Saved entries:
#####

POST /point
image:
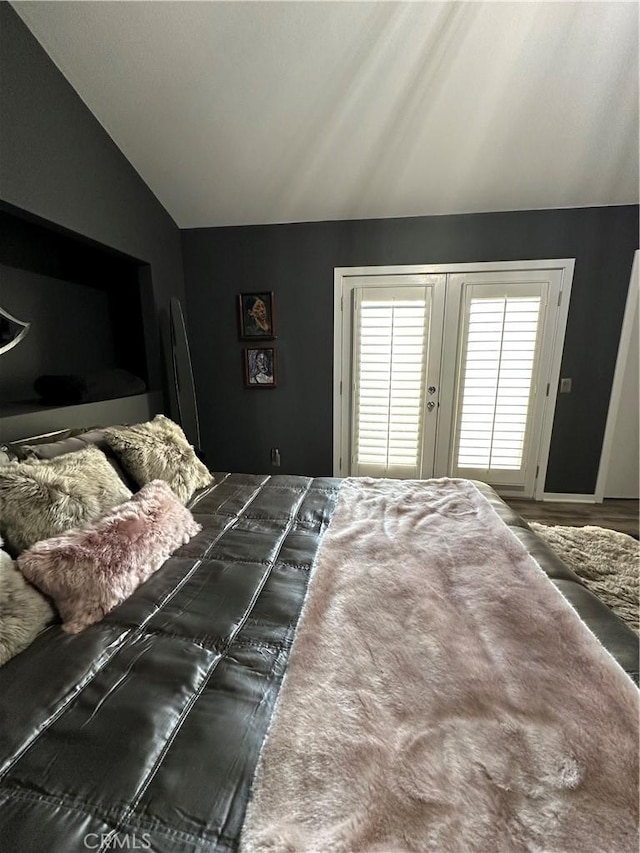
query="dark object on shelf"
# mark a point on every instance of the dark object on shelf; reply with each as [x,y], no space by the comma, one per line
[70,390]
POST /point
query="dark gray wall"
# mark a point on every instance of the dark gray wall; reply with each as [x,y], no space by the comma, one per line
[56,342]
[57,162]
[297,263]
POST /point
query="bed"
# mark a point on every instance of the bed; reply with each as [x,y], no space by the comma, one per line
[229,703]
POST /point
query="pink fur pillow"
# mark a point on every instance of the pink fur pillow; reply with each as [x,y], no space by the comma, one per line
[89,570]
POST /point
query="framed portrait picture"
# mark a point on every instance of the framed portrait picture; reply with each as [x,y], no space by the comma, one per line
[260,367]
[255,312]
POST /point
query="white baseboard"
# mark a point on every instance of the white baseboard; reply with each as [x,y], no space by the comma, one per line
[560,497]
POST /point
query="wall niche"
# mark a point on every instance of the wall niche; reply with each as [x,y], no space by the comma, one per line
[91,311]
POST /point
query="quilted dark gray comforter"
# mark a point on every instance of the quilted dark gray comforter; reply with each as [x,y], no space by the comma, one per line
[143,732]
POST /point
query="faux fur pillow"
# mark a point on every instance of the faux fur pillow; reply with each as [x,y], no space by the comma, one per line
[159,450]
[42,497]
[24,611]
[90,570]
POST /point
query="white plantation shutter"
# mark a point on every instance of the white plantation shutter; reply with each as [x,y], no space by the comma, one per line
[500,334]
[390,345]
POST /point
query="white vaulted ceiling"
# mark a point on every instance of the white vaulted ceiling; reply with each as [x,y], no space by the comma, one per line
[259,112]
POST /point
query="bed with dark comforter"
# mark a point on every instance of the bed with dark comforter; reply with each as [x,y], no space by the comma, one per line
[145,730]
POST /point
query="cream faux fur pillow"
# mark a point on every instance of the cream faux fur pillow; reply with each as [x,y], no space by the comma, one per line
[24,611]
[159,450]
[42,497]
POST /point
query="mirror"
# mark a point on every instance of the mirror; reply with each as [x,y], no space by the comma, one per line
[12,331]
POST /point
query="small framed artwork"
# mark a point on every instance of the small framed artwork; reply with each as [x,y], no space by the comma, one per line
[260,367]
[255,311]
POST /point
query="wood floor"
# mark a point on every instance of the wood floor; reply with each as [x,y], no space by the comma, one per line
[615,514]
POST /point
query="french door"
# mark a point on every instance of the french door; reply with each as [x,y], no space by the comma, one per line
[395,356]
[448,373]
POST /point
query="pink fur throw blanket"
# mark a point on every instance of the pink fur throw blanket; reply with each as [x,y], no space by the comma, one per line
[442,695]
[89,570]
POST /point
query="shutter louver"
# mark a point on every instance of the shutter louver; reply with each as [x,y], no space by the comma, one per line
[389,383]
[497,382]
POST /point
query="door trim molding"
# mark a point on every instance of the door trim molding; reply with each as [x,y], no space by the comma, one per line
[624,349]
[565,265]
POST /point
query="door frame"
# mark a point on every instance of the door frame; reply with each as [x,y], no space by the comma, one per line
[341,328]
[625,350]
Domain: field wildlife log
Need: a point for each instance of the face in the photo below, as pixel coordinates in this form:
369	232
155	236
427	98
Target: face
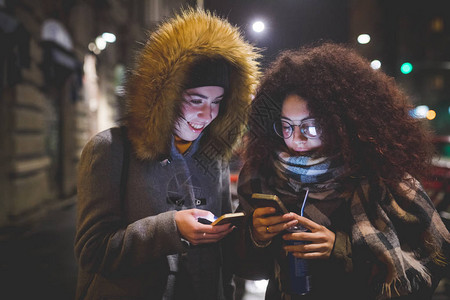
200	108
294	112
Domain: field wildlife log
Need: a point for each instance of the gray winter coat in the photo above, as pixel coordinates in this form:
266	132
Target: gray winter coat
131	247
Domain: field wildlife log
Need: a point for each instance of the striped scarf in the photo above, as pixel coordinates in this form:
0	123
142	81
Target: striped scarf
399	227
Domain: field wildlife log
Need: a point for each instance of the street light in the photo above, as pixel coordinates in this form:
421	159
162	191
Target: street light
406	68
258	26
363	38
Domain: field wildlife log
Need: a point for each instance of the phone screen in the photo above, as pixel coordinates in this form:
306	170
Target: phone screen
267	200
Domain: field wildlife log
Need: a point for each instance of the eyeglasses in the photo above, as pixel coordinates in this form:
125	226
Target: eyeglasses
308	128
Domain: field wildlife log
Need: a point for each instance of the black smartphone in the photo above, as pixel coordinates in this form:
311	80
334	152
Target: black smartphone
267	200
233	218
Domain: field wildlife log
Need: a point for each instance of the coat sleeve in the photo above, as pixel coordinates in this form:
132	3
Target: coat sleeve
104	242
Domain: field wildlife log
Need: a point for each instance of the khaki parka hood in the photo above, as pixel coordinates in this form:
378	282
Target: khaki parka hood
155	85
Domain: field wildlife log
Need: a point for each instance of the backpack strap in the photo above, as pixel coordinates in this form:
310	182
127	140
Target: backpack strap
125	165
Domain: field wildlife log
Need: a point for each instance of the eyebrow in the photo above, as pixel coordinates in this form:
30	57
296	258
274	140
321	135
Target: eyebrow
307	118
203	96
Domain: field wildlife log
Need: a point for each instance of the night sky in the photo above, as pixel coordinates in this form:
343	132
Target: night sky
289	23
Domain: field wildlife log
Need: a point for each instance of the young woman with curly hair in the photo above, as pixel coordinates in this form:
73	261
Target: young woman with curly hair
334	140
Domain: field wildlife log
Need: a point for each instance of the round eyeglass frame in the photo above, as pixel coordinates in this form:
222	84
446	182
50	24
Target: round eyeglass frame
303	131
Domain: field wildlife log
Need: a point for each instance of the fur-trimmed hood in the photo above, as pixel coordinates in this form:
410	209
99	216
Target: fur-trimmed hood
155	86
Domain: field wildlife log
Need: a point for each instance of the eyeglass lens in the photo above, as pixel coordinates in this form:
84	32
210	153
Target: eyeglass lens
308	128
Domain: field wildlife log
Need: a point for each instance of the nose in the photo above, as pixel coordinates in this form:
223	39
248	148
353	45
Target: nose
297	135
205	112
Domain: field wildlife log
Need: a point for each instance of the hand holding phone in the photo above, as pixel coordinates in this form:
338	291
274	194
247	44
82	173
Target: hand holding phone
233	218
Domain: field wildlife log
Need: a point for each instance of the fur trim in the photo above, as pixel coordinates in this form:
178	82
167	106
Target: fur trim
155	86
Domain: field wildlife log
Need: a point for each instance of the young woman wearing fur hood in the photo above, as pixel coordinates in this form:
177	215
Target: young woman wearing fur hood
142	187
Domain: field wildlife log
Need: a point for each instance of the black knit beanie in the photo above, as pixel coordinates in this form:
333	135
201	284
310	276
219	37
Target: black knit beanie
208	72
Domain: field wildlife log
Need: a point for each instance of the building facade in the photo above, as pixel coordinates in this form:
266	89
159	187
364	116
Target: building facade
58	88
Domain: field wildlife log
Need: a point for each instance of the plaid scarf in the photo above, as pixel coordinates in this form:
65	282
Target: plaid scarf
399	227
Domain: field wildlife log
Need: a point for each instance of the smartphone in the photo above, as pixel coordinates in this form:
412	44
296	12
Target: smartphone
267	200
233	218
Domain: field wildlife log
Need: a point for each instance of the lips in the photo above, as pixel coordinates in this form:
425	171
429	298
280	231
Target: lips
197	127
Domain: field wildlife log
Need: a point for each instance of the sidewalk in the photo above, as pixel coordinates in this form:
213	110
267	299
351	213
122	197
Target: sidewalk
38	262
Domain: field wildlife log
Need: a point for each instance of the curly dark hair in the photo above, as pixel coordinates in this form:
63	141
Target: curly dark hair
363	114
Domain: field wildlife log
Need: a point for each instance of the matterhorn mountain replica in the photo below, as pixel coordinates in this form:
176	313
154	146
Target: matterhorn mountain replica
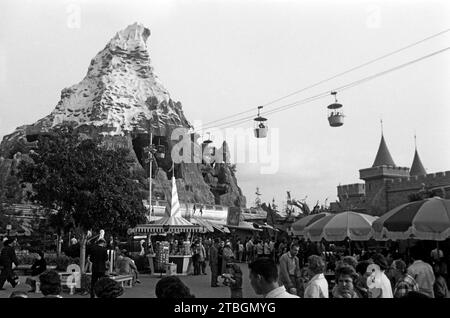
117	101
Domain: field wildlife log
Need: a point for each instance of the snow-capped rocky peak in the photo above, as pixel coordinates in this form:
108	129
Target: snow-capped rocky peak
120	90
133	36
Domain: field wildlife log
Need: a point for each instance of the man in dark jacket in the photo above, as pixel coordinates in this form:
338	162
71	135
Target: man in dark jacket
98	256
214	262
7	258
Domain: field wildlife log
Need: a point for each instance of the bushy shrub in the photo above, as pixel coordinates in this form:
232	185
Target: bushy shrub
61	262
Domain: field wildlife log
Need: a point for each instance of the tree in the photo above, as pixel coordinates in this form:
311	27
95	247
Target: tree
88	186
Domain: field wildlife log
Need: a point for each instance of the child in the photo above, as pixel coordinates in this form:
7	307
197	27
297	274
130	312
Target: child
440	286
233	278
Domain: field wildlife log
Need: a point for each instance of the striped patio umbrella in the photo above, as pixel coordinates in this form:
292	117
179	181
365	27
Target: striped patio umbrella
427	219
338	227
298	228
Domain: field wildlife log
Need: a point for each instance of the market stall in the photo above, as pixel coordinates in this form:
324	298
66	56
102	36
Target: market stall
171	258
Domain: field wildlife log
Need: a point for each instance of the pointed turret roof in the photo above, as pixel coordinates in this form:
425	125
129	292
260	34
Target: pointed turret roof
417	168
383	156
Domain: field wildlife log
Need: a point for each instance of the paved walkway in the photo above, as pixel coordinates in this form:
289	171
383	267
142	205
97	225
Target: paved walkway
199	286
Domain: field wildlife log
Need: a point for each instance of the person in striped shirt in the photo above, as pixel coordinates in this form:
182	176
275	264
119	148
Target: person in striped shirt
405	282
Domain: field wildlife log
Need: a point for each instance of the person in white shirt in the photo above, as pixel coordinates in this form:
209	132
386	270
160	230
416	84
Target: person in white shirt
378	279
436	256
264	279
317	287
422	272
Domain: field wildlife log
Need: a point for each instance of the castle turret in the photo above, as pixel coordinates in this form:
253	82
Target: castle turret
383	157
377	177
417	168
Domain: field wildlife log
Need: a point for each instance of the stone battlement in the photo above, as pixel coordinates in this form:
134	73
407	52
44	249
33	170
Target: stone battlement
426	178
352	189
383	171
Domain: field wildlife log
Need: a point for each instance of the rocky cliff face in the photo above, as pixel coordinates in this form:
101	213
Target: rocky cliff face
118	100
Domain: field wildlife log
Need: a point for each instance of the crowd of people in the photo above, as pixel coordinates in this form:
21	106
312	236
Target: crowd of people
284	269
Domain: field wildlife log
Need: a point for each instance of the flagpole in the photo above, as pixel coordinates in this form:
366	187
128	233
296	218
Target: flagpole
150	178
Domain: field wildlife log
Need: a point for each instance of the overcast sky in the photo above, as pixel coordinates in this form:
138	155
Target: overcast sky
223	57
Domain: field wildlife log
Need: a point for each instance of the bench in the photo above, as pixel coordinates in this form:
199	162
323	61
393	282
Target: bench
26	269
71	278
124	280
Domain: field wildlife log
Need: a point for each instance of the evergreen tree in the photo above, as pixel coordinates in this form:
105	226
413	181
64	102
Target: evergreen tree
86	186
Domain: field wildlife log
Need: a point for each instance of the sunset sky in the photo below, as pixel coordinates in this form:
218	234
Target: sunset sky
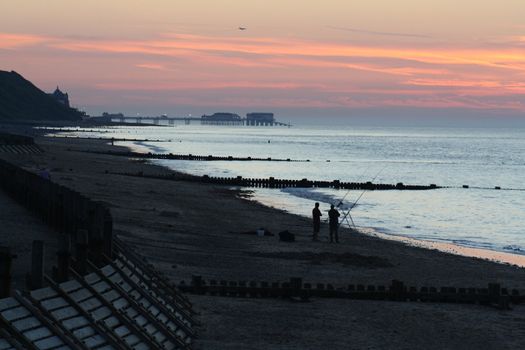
429	59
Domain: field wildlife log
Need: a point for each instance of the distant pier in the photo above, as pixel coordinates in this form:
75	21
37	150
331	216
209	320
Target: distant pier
228	119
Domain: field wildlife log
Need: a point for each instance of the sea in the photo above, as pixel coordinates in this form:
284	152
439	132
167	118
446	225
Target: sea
468	163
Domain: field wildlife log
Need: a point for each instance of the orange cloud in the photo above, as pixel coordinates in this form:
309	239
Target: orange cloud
327	74
12	41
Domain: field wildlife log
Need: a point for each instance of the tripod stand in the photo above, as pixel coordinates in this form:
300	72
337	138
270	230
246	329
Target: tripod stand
345	218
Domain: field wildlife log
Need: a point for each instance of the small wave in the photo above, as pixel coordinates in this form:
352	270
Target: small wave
512	247
311	194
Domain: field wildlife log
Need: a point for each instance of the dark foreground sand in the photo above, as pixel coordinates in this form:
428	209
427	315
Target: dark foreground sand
187	229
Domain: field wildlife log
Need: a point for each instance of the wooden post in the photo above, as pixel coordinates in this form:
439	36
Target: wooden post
108	233
81	252
6	260
36	280
64	257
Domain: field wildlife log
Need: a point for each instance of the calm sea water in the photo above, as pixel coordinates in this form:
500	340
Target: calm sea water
479	216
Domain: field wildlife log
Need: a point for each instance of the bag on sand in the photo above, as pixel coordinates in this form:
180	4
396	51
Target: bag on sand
286	236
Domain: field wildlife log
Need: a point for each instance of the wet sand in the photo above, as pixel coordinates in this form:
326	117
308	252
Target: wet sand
187	229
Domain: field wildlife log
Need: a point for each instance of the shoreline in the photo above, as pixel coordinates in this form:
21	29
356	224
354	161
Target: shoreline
186	229
446	247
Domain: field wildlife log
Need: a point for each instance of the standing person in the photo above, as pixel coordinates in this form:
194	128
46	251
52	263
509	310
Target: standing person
316	215
333	216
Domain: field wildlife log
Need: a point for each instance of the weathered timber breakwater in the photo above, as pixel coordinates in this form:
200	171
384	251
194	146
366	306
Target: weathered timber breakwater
18	144
112	139
494	294
100	295
172	156
281	183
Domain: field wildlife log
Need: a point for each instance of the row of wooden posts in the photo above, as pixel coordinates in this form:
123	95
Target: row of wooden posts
190	156
397	291
13	139
84	227
272	182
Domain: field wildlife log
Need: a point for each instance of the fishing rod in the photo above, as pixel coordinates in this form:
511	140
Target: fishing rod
347	214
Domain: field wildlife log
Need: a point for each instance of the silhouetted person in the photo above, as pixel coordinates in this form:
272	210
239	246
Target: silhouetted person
333	216
316	215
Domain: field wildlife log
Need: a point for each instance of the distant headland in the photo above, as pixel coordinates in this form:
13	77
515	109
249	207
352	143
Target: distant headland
21	101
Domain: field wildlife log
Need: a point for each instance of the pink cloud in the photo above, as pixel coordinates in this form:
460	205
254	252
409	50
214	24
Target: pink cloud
12	41
306	73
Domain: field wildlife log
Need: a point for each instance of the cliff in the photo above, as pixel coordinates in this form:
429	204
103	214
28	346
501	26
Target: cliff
20	100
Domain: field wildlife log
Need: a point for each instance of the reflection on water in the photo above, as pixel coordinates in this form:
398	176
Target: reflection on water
473	217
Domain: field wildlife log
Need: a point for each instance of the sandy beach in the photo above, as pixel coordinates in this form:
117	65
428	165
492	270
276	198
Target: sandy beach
187	229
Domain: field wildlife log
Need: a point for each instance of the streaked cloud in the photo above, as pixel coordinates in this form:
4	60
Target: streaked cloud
12	41
371	32
286	71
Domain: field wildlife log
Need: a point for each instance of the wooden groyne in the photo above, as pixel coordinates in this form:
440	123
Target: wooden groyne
18	144
101	294
494	294
272	182
194	157
111	139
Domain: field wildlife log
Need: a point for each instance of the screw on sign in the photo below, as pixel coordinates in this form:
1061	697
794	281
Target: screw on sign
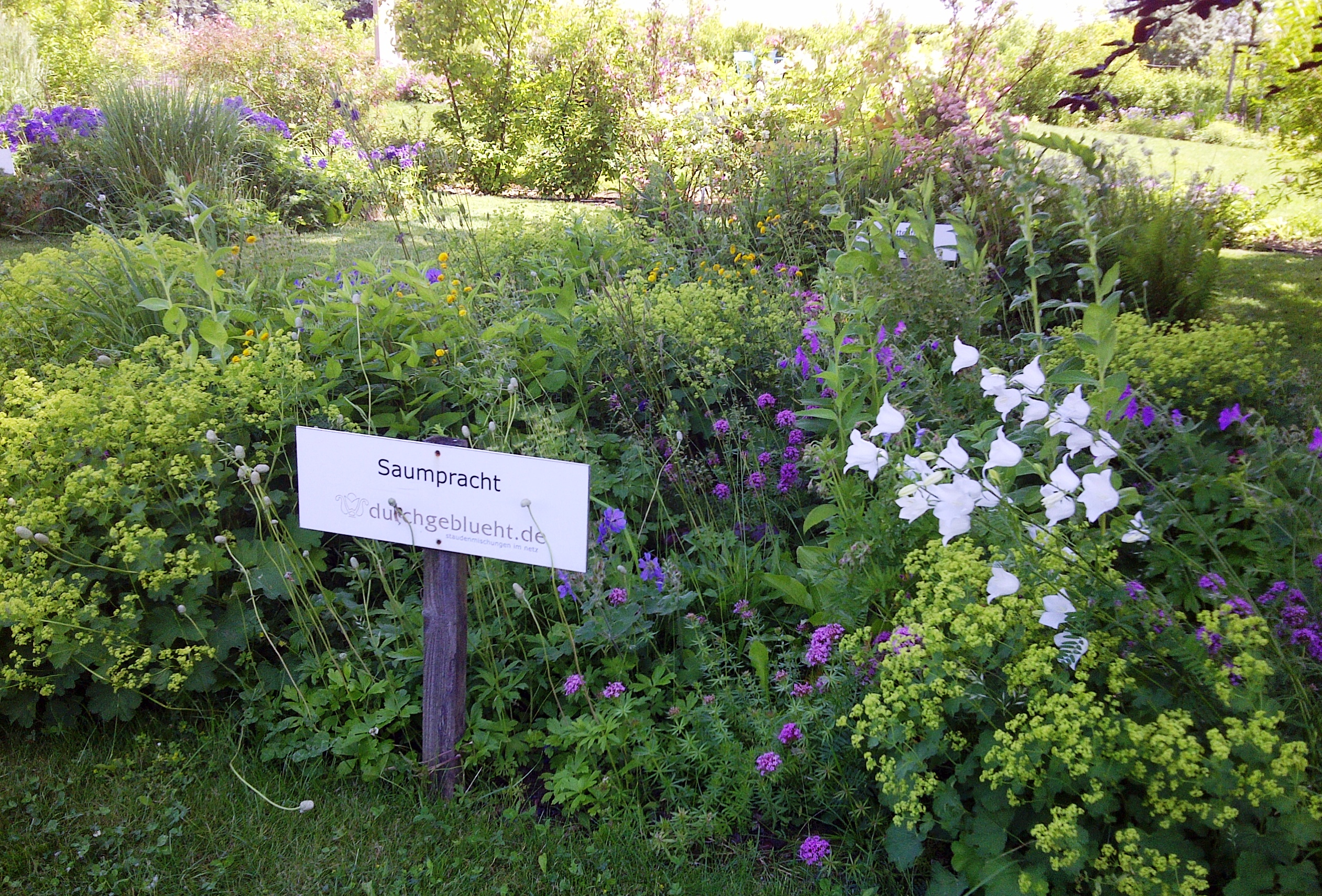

#####

# What to produce
Wherever the word "below" appears in a line of the data above, copy that line.

# Response to the task
Need: a point for each instance of the face in the photo below, as pixel coordinates in this form:
Need: a point for each instance of the matterhorn mountain replica in the photo below, as pixel coordinates in this form:
Need: a point for each instance of the sunset sky in the photo below, as pixel coordinates in this form:
Need: a point for each instance of the screw on sign in the photo below, as pixel coordinates in this form:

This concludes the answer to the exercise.